OBJECTIVE - Display every line of the listing below that contains the word "front", matching case.

THE RECORDS -
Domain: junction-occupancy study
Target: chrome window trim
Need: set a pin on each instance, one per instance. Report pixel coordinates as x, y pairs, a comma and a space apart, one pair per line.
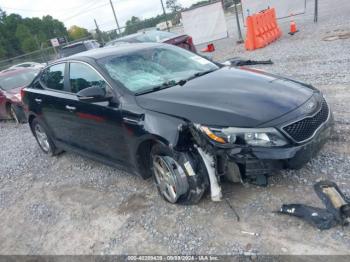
317, 129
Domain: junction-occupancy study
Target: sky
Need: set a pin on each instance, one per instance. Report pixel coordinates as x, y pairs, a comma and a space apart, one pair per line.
83, 12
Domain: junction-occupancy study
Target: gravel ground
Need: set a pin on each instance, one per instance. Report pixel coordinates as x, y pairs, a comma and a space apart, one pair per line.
71, 205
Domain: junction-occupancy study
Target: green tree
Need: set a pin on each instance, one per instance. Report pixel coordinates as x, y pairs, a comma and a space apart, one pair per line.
17, 34
76, 32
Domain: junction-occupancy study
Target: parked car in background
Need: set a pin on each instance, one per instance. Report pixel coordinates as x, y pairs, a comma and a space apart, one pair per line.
162, 111
156, 36
12, 81
28, 65
78, 47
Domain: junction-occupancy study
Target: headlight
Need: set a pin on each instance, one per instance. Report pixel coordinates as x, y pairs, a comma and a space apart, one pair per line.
264, 137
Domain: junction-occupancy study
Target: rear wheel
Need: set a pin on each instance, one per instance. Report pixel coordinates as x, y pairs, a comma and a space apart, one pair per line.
174, 184
43, 138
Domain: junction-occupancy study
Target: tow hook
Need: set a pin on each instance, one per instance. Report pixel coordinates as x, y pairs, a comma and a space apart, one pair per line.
215, 189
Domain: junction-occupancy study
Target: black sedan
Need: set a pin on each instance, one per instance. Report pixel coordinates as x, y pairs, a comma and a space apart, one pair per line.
159, 110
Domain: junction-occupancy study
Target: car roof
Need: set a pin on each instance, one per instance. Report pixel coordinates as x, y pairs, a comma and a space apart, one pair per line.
98, 53
13, 71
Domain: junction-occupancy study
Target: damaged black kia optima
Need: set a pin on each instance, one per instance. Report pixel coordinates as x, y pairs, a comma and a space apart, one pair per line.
161, 111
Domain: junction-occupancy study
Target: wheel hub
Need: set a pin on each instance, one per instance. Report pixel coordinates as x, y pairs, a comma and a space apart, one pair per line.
170, 178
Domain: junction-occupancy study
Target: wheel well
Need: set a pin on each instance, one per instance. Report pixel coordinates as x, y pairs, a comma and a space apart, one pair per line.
143, 158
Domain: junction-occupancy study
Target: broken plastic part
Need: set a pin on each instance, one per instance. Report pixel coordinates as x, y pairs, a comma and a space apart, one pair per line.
215, 189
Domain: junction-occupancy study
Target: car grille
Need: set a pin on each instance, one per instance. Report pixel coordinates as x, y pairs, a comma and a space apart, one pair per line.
304, 129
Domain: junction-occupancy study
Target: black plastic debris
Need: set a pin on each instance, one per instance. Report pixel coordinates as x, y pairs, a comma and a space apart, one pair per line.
337, 211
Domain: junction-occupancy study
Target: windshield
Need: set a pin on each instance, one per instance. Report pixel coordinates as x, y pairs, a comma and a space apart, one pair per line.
148, 68
17, 80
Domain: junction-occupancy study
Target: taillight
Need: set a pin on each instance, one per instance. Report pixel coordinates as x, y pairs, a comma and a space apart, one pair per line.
22, 94
190, 40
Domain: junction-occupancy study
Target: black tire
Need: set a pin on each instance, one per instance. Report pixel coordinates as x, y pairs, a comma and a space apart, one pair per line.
51, 150
198, 183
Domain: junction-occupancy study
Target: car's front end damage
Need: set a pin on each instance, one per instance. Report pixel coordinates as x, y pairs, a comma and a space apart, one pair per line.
251, 154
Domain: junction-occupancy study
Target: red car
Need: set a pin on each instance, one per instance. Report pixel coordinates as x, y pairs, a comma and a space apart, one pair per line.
12, 81
155, 36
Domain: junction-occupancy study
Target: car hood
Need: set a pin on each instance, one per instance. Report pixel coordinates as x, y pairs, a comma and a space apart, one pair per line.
229, 97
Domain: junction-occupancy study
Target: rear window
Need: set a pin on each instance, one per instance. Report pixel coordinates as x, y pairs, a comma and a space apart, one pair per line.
17, 80
155, 36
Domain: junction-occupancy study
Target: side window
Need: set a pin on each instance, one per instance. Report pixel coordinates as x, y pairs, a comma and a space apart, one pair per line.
53, 77
82, 76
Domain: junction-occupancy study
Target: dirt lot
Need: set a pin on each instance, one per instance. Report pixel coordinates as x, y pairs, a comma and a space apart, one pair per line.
72, 205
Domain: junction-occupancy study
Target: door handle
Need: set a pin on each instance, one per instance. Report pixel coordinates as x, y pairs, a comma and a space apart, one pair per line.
71, 108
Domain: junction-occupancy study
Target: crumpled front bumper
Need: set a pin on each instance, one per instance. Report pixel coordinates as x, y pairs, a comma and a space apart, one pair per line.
261, 161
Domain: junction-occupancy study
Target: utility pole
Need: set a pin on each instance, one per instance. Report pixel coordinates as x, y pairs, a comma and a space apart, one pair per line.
240, 38
164, 13
316, 11
115, 16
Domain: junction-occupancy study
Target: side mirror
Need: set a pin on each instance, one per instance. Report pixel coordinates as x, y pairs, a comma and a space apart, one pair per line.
93, 94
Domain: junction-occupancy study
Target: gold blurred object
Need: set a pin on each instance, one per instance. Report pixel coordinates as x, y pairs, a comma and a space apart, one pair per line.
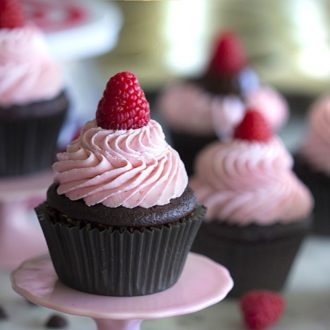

FULL ANSWER -
Target: car's front end damage
Target: crumpled front bumper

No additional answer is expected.